----- SOURCE PASSAGE -----
The key starting place for angular momentum is the commutation relations of the components. You can think of this as being similar to the commutation relations between the position and momentum operators, $[x,p]=i\hbar$. For angular momentum, the commutators are given by $$ [M_x,M_y]=i\hbar M_z,\ \ \ \ [M_y,M_z]=i\hbar M_x,\ \ \ \ [M_z,M_x]=i\hbar M_y. $$ These commutators may seem strange, but can be shown on very general grounds using the properties of rotations, though that approach typically can only be found in graduate texts. Somewhat simpler would be to take the definition of angular momentum as $\boldsymbol{L}=\boldsymbol{x}\times\boldsymbol{p}$ and then use the commutation relations between the components of position and momentum to work out the expressions above (replace the $M$'s by $L$'s). So, I will take the above expressions as given. Just in case your class hasn't come to commutation relations yet, I'll note that the definition of the commutator is $[A,B]=AB-BA$.
-----
[SHORT TASK 1]
Answer these from the angular momentum passage above:
(a) What is the commutator of position and momentum?
(b) What definition of angular momentum does it call the somewhat simpler route to the commutators?
(c) How is the commutator [A,B] defined?
[SHORT TASK 2] Pick up the angular momentum passage after its last sentence and carry it on.
----- RECORDED INFORMATION -----
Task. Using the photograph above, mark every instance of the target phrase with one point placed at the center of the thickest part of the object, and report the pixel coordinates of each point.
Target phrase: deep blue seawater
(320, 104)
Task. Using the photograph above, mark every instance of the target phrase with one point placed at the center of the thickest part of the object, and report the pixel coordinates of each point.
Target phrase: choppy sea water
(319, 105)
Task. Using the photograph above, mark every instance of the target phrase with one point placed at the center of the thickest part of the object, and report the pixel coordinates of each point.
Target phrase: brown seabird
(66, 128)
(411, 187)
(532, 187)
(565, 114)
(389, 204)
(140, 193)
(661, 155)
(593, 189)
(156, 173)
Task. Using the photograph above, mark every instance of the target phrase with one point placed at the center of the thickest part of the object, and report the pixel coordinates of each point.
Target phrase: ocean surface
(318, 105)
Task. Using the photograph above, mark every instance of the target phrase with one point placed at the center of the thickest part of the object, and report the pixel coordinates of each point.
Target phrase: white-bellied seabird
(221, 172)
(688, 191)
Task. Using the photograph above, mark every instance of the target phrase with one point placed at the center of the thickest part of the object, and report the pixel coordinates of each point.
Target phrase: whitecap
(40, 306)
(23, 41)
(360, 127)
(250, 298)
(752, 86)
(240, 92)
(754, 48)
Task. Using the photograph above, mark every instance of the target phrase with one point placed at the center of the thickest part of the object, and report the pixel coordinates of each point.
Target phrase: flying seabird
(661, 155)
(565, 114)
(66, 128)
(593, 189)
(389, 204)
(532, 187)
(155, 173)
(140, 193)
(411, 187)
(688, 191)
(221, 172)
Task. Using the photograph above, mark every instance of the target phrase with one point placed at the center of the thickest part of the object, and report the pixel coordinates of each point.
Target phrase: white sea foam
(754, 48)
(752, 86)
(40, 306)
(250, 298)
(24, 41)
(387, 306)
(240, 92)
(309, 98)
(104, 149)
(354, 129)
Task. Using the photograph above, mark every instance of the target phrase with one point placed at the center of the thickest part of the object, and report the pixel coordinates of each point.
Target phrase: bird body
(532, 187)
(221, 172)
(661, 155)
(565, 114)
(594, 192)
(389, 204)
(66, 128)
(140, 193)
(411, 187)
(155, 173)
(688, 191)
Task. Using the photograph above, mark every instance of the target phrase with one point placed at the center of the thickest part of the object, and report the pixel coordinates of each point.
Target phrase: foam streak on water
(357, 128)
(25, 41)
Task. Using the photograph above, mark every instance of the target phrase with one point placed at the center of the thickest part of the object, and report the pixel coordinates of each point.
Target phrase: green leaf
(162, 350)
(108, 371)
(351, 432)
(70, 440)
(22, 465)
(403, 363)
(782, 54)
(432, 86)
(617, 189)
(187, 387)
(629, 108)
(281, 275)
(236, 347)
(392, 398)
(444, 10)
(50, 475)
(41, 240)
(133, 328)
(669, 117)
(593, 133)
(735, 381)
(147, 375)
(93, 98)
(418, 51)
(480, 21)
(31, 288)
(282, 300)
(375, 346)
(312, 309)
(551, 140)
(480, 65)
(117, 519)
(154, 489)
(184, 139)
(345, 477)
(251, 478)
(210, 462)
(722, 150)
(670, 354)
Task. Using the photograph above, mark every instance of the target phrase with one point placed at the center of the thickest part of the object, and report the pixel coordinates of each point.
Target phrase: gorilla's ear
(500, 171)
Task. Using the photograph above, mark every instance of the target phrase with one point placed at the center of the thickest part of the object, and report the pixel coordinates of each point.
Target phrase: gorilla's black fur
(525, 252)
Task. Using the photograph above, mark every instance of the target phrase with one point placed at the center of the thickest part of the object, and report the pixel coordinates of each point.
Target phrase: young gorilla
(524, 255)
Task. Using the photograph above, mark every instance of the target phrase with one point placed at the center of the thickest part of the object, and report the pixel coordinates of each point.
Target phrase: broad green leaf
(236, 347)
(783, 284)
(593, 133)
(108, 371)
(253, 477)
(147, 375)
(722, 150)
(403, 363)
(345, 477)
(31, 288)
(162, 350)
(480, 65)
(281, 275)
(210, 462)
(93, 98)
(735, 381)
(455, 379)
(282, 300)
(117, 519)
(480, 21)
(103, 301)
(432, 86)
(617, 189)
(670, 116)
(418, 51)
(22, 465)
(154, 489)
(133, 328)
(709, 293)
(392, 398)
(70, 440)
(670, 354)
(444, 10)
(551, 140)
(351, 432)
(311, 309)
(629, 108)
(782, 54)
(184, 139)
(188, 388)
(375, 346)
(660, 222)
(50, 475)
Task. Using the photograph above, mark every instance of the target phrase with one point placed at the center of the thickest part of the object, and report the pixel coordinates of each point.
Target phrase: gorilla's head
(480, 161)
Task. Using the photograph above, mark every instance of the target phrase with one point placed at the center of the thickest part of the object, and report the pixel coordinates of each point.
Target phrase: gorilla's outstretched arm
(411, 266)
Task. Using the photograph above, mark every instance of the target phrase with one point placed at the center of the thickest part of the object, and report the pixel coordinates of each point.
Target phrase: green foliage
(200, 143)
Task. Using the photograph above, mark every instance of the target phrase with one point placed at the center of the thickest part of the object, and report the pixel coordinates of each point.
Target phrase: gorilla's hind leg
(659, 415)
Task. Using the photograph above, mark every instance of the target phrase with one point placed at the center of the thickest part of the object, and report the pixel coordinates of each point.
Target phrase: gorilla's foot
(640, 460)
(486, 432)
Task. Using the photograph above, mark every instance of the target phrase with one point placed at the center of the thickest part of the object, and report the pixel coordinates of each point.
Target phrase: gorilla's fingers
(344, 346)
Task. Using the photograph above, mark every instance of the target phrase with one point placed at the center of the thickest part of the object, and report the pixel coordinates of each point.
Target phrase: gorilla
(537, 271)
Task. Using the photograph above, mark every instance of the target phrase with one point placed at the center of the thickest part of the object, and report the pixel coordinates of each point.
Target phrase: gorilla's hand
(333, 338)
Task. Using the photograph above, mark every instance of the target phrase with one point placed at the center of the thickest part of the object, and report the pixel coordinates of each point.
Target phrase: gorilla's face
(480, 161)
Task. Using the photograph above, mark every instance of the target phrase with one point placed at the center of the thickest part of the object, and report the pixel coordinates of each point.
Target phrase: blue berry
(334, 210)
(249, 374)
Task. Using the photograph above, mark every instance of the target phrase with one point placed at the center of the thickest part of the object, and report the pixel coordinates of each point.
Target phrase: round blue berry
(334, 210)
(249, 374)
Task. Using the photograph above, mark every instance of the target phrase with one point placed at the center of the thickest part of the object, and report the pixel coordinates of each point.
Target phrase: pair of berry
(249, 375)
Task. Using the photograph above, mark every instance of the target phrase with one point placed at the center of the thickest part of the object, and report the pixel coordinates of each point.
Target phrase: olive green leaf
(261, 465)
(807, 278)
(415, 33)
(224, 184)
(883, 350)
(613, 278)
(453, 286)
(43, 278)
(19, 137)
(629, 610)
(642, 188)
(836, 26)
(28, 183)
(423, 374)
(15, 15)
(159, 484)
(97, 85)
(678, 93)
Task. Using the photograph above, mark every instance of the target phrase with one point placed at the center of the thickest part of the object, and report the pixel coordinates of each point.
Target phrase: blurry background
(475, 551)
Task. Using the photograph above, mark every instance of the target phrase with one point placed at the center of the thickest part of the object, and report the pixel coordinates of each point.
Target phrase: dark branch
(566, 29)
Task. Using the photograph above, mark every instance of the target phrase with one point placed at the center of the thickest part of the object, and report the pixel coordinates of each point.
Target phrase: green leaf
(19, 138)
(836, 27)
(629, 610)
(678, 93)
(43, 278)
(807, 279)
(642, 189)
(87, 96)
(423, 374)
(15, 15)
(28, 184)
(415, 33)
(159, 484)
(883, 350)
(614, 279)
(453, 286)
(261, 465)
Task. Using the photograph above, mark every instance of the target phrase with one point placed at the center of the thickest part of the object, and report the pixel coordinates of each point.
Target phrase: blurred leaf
-----
[FINAL RESULT 1]
(a) $[x,p]=i\hbar$
(b) $\boldsymbol{L}=\boldsymbol{x}\times\boldsymbol{p}$
(c) $[A,B]=AB-BA$

[FINAL RESULT 2]
Now, using the commutation relations above, we can show that $\boldsymbol{M}^2=M_x^2+M_y^2+M_z^2$ commutes with all the components: $$ [M_x,\boldsymbol{M}^2]=[M_y,\boldsymbol{M}^2]=[M_z\boldsymbol{M}^2]=0. $$ It's a theorem that when we have operators that commute with each other, we can find a basis in which they are simultaneously diagonal (this is the statement that we can "choose our quantization axis"). The conventional choice is $\boldsymbol{M}^2$ and $M_z$. The eigenvalues of $\boldsymbol{M}^2$ are $\hbar^2\ell(\ell+1)$ and the eigenvalues of $M_z$ are $\hbar m_z$. I will denote the state with the particular values $\ell$ and $m_z$ by $|\ell,m_z\rangle$. Hence, $$ \boldsymbol{M}^2|\ell,m_z\rangle=\hbar^2\ell(\ell+1)|\ell,m_z\rangle,\ \ \ \ M_z|\ell,m_z\rangle=\hbar m_z|\ell,m_z\rangle. $$

Now that we have all the needed setup, let's look at the operators $M_+$ and $M_-$. First of all, since $\boldsymbol{M}^2$ commutes with $M_x$ and $M_y$, we have $$ [\boldsymbol{M}^2,M_+]=[\boldsymbol{M}^2,M_-]=0. $$ This tells us that if we have a state $|\ell,m_z\rangle$ and apply, say, $M_+$ to it to make the state $M_+|\ell,m_z\rangle$, it will have the same $\ell$-value: $$ \boldsymbol{M}^2(M_+|\ell,m_z\rangle)=M_+\boldsymbol{M}^2|\ell,m_z\rangle=\hbar^2\ell(\ell+1)(M_+|\ell,m_z\rangle). $$ We can work out the same thing for $M_-$. This means that $M_+$ and $M_-$ don't act to change the $\ell$-value of the state.

If we instead want to think about $m_z$, we need to look at the commutators with $M_z$: $$ [M_z,M_+]=+\hbar M_+,\ \ \ \ [M_z,M_-]=-\hbar M_-. $$ So if we wanted to investigate the state $M_+|\ell,m_z\rangle$, note that the above commutator implies $M_zM_+=M_+M_z+\hbar M_+$ so $$ M_z(M_+|\ell,m_z\rangle)=(M_+M_z+\hbar M_+)|\ell,m_z\rangle=\hbar(m_z+1)(M_+|\ell,m_z\rangle). $$ So the result of applying $M_+$ to the state is a state with one higher $m_z$ value (it's the old value plus one). If we did the same for $M_-$, we would find that the result of applying $M_-$ to the state is a state with $m_z$ value decreased by one.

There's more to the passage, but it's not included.